Required work -> State how many lines of the entries hold the string "clicks", and nothing more.

Entries shown ->
┄┄┄┄┄┄

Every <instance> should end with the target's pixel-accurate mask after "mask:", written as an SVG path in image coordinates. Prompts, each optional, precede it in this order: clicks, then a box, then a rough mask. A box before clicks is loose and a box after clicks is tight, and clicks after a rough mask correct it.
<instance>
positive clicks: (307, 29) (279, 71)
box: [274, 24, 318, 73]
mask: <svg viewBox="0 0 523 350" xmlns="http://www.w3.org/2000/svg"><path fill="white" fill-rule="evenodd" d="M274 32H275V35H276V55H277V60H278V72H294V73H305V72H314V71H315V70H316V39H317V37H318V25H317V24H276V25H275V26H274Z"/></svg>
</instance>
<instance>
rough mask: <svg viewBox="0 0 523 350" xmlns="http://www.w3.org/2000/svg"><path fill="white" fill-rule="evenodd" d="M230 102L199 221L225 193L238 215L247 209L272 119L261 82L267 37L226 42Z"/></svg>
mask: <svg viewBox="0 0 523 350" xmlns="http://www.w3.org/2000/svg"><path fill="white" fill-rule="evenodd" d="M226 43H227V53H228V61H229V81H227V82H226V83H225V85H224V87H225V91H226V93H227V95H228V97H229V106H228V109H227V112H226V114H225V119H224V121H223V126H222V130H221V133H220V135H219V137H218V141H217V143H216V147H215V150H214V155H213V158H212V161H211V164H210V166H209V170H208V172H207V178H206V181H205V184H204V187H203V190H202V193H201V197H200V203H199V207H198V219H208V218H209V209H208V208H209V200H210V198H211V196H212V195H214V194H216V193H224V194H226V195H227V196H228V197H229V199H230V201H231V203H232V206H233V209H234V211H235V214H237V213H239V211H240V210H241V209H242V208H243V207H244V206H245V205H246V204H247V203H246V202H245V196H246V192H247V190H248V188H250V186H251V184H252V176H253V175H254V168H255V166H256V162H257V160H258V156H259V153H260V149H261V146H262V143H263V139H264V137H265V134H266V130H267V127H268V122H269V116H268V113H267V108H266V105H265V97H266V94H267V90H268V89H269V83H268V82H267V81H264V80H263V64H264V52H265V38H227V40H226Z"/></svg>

┄┄┄┄┄┄

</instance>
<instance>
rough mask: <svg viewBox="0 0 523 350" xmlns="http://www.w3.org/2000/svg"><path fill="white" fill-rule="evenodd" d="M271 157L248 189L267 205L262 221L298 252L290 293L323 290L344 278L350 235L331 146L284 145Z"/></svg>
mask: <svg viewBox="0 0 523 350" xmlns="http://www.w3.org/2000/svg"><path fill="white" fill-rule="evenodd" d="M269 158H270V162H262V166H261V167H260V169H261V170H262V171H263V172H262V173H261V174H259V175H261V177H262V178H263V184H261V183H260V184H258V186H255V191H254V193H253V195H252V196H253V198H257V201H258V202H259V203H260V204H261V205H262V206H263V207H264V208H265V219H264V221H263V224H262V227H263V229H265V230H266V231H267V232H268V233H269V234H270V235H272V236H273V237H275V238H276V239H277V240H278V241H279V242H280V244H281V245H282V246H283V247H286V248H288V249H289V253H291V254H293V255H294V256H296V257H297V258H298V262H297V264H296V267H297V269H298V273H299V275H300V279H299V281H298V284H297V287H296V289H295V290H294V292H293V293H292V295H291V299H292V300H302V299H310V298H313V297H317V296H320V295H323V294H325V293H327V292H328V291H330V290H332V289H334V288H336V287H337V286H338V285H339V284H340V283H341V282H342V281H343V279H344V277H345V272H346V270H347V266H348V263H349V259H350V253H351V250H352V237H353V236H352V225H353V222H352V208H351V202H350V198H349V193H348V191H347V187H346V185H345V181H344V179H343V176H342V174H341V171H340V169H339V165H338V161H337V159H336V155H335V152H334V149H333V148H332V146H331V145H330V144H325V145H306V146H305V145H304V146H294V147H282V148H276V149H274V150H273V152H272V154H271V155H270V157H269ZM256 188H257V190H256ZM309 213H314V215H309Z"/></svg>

┄┄┄┄┄┄

Completed exercise -> 2